▶ WHAT IS ASKED
Can you reproduce, word for word, the lines of the items below, starting at the line that contains "locate the high-rise" and ending at the final line of the items, with both of those lines included?

Dataset excerpt
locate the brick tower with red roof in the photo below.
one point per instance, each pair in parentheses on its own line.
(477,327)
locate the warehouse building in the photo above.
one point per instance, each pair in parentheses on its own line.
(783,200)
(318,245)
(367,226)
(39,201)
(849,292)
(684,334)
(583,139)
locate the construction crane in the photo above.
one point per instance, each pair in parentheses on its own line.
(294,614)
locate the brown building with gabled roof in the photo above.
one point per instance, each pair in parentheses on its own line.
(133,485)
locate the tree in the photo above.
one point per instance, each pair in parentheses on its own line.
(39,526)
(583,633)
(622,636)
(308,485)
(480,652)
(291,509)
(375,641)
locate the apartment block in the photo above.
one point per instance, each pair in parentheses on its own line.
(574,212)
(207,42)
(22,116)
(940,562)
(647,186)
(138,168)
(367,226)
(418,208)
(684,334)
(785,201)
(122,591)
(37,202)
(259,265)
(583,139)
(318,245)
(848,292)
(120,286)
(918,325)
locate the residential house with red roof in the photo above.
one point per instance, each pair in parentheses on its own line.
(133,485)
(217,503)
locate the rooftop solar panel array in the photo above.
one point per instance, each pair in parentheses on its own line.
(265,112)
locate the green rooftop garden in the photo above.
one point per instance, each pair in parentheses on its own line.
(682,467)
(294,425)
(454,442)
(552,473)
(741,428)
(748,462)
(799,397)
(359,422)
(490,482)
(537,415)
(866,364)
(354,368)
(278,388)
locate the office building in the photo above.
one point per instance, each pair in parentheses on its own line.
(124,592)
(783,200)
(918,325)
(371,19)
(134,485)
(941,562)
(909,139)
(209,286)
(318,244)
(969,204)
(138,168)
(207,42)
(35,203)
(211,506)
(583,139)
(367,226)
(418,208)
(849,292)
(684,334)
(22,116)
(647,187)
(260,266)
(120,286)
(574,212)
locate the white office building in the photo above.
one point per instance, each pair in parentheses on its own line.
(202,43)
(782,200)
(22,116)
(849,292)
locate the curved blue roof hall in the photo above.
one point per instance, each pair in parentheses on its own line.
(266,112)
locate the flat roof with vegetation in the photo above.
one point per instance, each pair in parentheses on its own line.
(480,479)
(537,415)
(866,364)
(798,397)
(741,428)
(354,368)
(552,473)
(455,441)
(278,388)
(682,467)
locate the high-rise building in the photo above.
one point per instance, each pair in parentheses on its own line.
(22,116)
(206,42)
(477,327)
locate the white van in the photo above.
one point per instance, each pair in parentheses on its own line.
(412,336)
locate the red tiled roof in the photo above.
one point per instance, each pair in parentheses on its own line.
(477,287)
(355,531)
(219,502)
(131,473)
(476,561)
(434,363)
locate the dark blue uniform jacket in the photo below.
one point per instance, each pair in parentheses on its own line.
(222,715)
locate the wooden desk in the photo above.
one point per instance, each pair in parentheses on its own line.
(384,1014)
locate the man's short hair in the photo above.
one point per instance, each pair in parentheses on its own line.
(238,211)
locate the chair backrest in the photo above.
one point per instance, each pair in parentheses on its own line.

▶ EXERCISE ANSWER
locate the high-rise building in the photo above.
one point per instance, each pair in parentheses on its own line.
(22,116)
(206,42)
(477,327)
locate the white van in the photo above.
one point per instance, each pair in parentheses on its own line.
(412,336)
locate the red tiled roof in the photo above.
one point per instance, each pair in parentheses on its own line.
(477,287)
(355,531)
(219,502)
(131,473)
(476,561)
(434,363)
locate the dark blue uniform jacket in the photo below.
one point per instance, each pair in parentheses on its own line.
(222,715)
locate the wooden desk in the photo above.
one point per instance, each pair in parentheses on its own line.
(384,1014)
locate the man's short hair in the photo above.
one point per instance, each pair in parentheses on its own line.
(238,211)
locate the chair backrest in the photo above.
one point per instance, each pair in parentheses on its own line.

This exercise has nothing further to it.